■ Text

★ ★ ★

Forum Moderators: phranque
Somehow, when I do site:example.com for my domain, the first entry is the deadly "400 Bad Request", for the URL www.example.com:443.
OK, so I fixed this in ErrorDocument 400, by sending it to my homepage. Doesn't answer the question of how the :443 URL got indexed, but I suspect it doesn't matter - it needed to be fixed.
The problem is, the URL remains www.example.com:443, even though it is at least now going to my proper homepage. I have to fix this because it will cause canonical issues.
That's the problem.
I am trying to fix it in httpd.conf. (Yes, I do have an active ssl.conf, I run both http and https for this domain). Since this is a http request, I assume I need to fix this in httpd.conf.
In httpd.conf, I assume I need to test server_port for 443, and then simply rewrite the URL? Here are a bunch of code chunks I tried, none worked - it always keep the URL www.example.com:443. All of these code ideas came from these forums.
rewritecond %{server_port} ^443$
RewriteRule (.*) http://www.example.com/ [R=301]
rewritecond %{server_port} ^443$
rewriterule ^/(.*) http://www.example.com/$1 [R=301,L]
RewriteCond %{SERVER_PORT} ^443$
RewriteRule (.*) http://www.example.com [R=301]
RewriteCond %{REQUEST_URI} (.*):443/(.*) [NC]
RewriteRule (.*) http://www.example.com [R=301]
Redirect permanent http://www.example.com:443/ http://www.example.com
RewriteRule (.*):443/(.*) $1$2 [R=301]
I am at wits end, I have pulled out all my hair, and my head is bruised from banging it against the wall. I am writing here for help only after hours and hours of reading and trying everything I can think of. Please put me out of my misery! I am sure the answer is simple, I am sure it is right there in front of me, but after all these tries, I guess I have become blinded, and this area is not my specialty at all.
Thank you SO MUCH in advance to anyone who tries to help me!
Server config (e.g. httpd.conf)
It is also important to find and fix the reason you get a 400-Bad Request for SSL requests, rather than serving your home page with a 200-OK response; You will indeed get many bad requests -- most of them malicious, and it's important to handle them appropriately. IOW, do not leave 'kludgey work-arounds' on your server if your search ranking matters to you -- Go by the book (the HTTP protocol specifications, in this case) with regard to server response codes and error handling.
---
One question not answered above, and not obvious from the small code snippets you posted:
Do you have *any* working rewriterules in this httpd.conf file?
If not, then there's a good possibility that you have not enabled mod_rewrite processing and/or enabled the rewriting engine within mod_rewrite. To enable mod_rewrite processing, either the FollowSymLinks or the SymLinksIfOwnerMatch Option must be set in the server context in question.
In addition, "RewriteEngine on" must be specified prior to the mod_rewrite code you want to process. Generally, this is only done once at the top of the mod_rewrite code, but you do have the option to enable and disable sections of mod_rewrite code by using "RewriteEngine on" and "RewriteEngine off" ahead of them.

★ ★ ★

■ What is expected
Carry on the forum thread about redirecting the indexed :443 URL in Apache from the point where it stops.

★ ★ ★

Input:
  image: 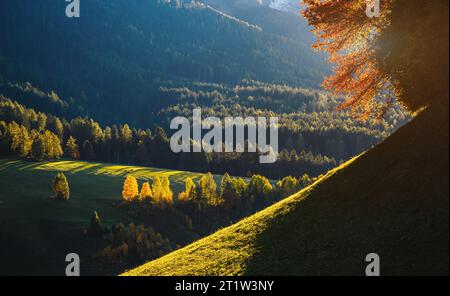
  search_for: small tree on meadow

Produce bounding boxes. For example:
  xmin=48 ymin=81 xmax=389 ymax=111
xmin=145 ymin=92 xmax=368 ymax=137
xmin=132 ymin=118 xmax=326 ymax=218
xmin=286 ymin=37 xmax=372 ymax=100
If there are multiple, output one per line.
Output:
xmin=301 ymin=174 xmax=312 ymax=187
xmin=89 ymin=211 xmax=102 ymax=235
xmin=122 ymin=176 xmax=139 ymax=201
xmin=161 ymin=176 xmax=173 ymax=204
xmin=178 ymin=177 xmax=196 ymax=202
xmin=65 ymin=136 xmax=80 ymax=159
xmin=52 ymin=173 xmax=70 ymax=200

★ ★ ★

■ Answer to the problem
For best results, I suggest that you observe the *exact* syntax specified in the mod_rewrite documentation, and *do not* feel free to play fast and loose with spacing or capitalization, etc.
---
In short, it may be necessary for you to include some 'set up' directives ahead of your code, in order to enable it.
Options +FollowSymLinks
RewriteEngine on
#
RewriteCond %{SERVER_PORT} =443
RewriteRule ^ http://www.example.com/ [R=301,L]
Because (for example) that rule will redirect requests for [example.com...] and other non-HTML resource requests to your non-SSL home page, you may instead wish to make the URL-path tested by the RewriteRule more specific and/or you may wish to redirect each SSL page to its non-SSL counterpart instead of redirecting all to your home page -- for example, changing the rule to:
RewriteCond %{SERVER_PORT} =443
RewriteRule ^/(.*)$ http://www.example.com/$1 [R=301,L]
Jim
1. when you say "server must be restared" after changing httpd.conf, I assume you mean simply that I must invoke a service httpd restart, and not that the whole server must be shut down and started again...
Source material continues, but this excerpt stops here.